#### [YOUR INSTRUCTIONS]
Your answer should be only the lines below from the one with "box: [653, 552, 834, 625]" to the one with "616L828 625L825 567L663", repeated exactly, ends included.

=== Section Start ===

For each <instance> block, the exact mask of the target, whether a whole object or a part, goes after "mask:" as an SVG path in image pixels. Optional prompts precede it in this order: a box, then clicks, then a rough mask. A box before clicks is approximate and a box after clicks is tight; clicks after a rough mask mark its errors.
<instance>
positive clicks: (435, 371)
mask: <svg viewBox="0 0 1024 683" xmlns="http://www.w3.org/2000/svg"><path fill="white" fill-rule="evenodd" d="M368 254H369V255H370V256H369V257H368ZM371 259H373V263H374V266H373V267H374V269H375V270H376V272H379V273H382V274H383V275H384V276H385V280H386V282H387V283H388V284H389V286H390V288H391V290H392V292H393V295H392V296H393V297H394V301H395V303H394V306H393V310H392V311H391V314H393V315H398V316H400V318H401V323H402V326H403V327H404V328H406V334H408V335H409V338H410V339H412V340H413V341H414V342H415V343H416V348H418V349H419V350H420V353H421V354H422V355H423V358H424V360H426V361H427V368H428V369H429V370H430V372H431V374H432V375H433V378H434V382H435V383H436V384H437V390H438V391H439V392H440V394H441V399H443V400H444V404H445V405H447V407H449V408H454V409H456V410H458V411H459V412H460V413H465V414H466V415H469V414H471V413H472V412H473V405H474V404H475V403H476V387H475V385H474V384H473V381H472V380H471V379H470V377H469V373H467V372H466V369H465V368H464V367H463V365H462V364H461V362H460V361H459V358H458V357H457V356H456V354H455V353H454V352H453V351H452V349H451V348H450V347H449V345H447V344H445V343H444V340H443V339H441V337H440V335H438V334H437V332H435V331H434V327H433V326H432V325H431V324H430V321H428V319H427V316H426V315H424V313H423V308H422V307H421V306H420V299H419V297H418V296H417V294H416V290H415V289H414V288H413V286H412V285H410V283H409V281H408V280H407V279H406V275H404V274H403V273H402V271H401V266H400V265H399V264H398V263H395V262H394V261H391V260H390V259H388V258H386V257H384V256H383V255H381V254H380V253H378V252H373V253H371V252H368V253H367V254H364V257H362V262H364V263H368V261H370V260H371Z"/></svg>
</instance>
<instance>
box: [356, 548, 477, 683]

=== Section End ===
=== Section Start ===

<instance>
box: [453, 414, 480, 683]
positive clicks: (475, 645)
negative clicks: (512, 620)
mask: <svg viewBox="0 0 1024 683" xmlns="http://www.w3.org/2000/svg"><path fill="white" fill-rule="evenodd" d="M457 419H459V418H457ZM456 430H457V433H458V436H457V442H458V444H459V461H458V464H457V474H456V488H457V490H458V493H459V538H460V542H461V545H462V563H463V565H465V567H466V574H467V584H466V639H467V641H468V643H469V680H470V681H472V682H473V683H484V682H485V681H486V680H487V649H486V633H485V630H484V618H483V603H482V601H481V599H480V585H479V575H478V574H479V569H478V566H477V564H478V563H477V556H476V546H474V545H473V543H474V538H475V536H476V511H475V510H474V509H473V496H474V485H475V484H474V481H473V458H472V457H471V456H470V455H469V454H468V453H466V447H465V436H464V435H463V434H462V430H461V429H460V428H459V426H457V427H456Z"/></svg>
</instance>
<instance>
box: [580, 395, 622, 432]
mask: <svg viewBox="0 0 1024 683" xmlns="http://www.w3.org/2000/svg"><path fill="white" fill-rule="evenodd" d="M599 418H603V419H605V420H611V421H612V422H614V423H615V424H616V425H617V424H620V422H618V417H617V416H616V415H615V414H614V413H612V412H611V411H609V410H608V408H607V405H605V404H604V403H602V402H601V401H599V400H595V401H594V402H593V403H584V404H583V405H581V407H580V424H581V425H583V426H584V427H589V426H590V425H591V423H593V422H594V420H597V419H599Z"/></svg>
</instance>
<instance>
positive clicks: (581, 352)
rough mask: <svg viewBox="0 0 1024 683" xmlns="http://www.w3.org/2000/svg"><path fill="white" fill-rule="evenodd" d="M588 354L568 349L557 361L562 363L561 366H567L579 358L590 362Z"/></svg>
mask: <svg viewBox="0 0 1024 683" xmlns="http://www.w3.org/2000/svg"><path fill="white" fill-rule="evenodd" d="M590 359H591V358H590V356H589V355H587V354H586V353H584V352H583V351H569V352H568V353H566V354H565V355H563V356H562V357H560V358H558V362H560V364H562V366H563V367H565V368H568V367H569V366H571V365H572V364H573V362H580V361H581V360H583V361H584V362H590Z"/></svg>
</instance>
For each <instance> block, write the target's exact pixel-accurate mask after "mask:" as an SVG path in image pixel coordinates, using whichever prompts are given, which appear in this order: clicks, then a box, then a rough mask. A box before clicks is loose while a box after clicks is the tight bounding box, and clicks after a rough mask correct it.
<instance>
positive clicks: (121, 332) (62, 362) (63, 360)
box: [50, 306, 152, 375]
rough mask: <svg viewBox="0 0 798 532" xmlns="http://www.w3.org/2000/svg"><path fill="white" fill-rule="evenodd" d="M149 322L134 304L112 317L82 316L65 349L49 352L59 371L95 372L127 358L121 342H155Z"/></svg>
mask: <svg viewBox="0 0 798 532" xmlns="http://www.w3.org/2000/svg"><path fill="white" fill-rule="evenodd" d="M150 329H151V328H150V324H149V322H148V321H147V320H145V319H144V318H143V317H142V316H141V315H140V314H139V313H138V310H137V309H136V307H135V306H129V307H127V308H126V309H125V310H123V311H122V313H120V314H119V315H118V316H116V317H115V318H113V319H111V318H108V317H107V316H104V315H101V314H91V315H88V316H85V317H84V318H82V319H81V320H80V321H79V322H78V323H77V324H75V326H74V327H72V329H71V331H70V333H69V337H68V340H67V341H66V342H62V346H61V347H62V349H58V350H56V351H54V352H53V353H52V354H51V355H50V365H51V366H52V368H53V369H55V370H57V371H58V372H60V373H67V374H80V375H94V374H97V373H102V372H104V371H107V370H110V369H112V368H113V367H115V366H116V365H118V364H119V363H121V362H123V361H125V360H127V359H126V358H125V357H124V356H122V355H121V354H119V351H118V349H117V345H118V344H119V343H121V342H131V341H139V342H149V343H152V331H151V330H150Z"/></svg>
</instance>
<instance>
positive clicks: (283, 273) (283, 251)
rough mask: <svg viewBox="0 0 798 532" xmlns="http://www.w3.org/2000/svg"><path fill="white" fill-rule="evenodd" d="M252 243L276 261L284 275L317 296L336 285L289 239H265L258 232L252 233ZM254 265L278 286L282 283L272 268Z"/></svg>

=== Section End ===
=== Section Start ===

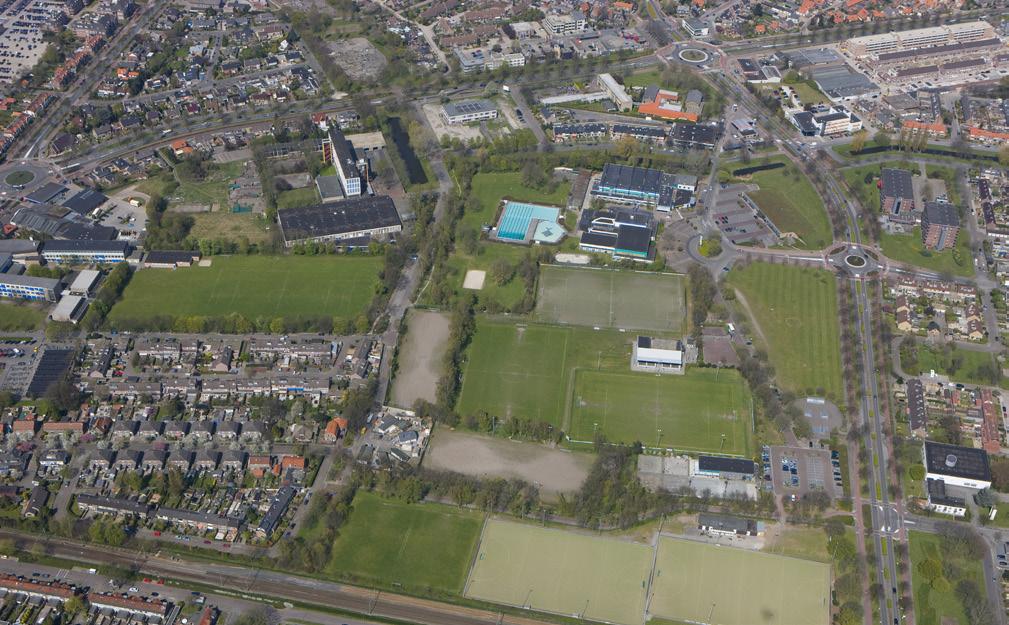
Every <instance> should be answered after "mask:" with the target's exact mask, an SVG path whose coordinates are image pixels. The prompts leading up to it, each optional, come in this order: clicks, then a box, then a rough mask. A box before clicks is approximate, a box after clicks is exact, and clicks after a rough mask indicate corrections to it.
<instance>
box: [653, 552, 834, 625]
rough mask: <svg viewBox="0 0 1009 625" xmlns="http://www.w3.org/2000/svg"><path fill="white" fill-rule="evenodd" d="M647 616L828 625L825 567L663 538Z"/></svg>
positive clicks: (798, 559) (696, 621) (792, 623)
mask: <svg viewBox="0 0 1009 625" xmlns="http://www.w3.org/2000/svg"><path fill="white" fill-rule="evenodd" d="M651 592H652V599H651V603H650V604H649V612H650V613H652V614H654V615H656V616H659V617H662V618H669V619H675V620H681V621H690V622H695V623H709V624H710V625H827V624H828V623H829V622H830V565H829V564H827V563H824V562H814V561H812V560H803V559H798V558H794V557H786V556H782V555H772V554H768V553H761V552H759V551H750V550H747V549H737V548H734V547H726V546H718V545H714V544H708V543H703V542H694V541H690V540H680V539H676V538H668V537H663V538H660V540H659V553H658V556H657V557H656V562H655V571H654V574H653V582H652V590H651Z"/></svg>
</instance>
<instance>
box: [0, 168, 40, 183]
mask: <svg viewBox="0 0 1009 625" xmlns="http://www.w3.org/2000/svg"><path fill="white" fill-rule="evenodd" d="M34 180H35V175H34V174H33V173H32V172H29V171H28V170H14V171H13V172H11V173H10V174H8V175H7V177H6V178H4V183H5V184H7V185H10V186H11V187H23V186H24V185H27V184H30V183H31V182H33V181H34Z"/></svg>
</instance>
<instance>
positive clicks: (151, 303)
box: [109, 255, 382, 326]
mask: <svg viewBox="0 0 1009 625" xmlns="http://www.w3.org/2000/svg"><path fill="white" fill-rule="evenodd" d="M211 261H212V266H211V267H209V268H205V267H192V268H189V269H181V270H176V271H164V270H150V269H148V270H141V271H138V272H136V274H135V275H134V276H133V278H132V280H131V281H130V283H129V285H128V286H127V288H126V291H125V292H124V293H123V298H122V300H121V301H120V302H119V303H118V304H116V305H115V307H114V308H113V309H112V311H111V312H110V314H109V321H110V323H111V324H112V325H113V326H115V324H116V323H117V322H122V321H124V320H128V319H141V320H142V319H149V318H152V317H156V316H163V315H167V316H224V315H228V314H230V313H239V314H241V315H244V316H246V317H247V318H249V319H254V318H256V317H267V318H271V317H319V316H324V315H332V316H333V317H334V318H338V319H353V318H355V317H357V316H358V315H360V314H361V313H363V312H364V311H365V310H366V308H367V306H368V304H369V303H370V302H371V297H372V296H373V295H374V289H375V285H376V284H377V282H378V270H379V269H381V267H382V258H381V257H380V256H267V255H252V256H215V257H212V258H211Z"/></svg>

=== Section End ===

#### [EXERCISE OUTPUT]
box: [653, 552, 834, 625]
rough mask: <svg viewBox="0 0 1009 625" xmlns="http://www.w3.org/2000/svg"><path fill="white" fill-rule="evenodd" d="M647 616L828 625L825 567L663 538Z"/></svg>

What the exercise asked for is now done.